WORK TO BE COMPLETED
Set down, word for word, the entries below, starting at the line that contains "TARGET = boy's leg" and ending with the line that contains "(355, 1080)". Include both of those lines and nothing outside them.

-- START OF MATERIAL PROVIDED --

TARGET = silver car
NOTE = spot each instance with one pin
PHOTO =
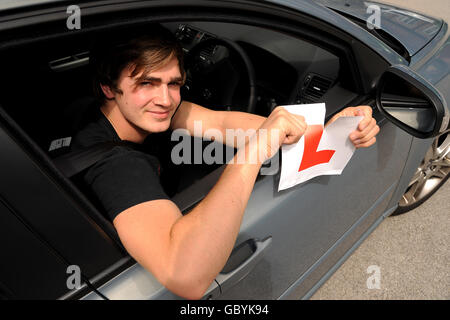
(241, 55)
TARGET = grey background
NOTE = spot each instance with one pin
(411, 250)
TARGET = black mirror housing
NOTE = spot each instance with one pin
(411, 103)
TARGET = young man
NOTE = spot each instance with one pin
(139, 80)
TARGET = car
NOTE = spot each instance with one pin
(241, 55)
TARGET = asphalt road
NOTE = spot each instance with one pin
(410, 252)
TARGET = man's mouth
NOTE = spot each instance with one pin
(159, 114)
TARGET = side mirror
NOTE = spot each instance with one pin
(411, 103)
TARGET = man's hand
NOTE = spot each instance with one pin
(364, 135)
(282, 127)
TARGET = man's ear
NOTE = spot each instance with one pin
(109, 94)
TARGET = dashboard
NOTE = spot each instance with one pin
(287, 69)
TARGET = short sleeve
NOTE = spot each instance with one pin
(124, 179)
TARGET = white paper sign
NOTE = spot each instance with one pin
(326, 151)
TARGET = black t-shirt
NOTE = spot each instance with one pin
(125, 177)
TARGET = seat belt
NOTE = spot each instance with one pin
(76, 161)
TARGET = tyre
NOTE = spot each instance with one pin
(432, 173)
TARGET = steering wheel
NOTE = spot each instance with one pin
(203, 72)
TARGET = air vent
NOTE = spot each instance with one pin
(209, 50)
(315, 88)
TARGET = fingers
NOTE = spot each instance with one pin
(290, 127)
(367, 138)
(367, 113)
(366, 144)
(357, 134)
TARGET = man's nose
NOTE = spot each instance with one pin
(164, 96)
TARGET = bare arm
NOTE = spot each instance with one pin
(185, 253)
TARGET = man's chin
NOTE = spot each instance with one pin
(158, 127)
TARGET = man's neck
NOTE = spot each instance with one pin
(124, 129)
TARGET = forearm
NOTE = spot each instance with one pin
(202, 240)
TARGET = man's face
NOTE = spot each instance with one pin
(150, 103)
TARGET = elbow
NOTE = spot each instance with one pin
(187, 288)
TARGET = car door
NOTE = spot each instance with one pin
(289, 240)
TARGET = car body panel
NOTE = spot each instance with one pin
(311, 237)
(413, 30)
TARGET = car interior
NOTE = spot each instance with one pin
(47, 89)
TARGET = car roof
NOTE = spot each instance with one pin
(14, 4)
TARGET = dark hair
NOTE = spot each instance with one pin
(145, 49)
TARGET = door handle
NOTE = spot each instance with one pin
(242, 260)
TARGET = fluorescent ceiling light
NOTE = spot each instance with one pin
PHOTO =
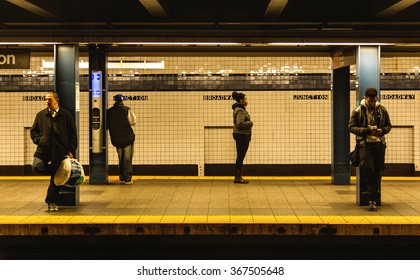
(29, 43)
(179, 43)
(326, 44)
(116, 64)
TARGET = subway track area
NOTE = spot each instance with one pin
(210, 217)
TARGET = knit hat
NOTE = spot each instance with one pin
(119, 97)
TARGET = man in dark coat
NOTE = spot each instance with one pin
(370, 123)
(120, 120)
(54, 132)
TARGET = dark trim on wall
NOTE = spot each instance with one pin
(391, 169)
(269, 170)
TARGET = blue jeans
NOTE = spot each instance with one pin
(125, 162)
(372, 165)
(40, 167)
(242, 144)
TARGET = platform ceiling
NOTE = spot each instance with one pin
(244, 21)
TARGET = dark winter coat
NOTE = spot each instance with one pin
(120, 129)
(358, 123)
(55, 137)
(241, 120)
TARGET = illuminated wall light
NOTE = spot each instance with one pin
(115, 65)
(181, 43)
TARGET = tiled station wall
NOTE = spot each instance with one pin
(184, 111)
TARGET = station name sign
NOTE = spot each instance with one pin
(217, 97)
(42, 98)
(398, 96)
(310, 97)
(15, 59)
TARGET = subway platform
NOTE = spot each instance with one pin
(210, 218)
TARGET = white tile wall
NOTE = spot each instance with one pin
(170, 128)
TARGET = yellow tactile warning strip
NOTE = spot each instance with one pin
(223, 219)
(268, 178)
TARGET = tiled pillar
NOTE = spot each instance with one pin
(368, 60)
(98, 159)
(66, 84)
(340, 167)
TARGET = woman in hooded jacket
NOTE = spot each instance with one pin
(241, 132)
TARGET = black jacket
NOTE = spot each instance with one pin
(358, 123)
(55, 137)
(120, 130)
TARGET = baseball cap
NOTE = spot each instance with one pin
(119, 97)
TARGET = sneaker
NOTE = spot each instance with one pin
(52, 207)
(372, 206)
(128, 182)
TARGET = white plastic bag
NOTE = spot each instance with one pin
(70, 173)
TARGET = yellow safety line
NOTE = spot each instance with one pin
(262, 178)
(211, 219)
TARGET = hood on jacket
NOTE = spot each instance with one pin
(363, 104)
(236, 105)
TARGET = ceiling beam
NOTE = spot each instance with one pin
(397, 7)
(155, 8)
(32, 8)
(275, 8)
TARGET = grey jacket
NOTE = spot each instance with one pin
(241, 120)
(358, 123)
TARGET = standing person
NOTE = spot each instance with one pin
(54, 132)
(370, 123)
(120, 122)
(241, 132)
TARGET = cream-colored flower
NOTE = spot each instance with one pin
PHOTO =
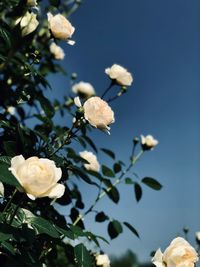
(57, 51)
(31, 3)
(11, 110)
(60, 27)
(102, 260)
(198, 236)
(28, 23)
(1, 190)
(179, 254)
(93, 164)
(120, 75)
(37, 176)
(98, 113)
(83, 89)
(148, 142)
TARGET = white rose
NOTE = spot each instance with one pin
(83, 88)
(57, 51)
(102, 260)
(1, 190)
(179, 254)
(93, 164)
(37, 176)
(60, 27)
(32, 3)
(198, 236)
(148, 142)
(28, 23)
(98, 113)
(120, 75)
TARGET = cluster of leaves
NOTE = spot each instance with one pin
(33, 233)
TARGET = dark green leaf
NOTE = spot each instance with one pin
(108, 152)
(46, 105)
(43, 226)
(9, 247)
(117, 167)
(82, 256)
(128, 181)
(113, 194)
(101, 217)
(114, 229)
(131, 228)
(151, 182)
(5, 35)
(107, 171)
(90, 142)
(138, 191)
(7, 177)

-- END OF MATERIAL PROVIDED --
-- START OF MATERIAL PROVIDED --

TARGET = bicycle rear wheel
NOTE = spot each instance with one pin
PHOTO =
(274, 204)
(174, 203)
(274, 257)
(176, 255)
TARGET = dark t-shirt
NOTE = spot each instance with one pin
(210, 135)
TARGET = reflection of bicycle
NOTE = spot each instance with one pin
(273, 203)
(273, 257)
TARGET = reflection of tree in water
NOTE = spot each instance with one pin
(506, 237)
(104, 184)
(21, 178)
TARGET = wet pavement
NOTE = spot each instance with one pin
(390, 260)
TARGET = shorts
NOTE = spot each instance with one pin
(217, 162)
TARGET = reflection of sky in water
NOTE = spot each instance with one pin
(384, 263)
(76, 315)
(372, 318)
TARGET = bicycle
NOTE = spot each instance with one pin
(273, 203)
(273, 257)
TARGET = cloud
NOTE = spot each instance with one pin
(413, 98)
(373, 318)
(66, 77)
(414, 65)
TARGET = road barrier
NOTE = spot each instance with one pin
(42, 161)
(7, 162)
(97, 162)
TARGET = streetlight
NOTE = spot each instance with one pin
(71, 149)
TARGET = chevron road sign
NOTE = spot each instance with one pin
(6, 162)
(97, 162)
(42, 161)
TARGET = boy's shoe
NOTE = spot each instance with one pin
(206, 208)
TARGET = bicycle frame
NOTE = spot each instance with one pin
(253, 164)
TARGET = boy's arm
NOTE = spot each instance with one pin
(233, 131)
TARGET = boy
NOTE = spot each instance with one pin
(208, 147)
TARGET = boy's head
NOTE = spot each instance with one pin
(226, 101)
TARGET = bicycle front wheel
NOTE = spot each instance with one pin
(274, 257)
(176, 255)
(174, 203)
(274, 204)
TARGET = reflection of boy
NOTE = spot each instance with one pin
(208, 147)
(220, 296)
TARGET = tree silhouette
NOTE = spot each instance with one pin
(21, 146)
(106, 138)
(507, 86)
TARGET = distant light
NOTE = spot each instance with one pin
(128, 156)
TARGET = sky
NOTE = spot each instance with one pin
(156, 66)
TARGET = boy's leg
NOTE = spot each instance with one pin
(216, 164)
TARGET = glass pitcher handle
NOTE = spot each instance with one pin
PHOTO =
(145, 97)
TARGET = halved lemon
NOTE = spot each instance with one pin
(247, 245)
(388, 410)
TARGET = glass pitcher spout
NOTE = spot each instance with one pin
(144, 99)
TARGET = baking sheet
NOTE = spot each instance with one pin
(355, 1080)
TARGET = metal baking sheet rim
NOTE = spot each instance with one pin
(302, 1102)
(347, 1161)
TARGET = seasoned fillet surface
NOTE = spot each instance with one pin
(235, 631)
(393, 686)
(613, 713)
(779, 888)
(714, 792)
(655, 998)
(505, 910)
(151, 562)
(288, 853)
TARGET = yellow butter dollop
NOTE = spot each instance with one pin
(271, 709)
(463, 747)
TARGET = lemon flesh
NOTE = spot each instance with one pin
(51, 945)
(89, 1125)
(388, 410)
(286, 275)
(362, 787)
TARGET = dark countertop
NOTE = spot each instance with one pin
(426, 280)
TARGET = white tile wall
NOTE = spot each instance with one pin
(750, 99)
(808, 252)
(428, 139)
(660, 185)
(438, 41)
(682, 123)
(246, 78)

-- END OF MATERIAL PROVIDED --

CORRECT OUTPUT
TARGET = boy's leg
NOTE = spot each instance with one pin
(216, 164)
TARGET = glass pitcher handle
NOTE = spot each instance with one pin
PHOTO =
(145, 97)
TARGET = halved lemon
NOTE = spot each instance with one pin
(247, 245)
(388, 410)
TARGET = glass pitcher spout
NOTE = spot each instance with one pin
(144, 99)
TARGET = baking sheet
NOTE = spot each instance with one pin
(355, 1080)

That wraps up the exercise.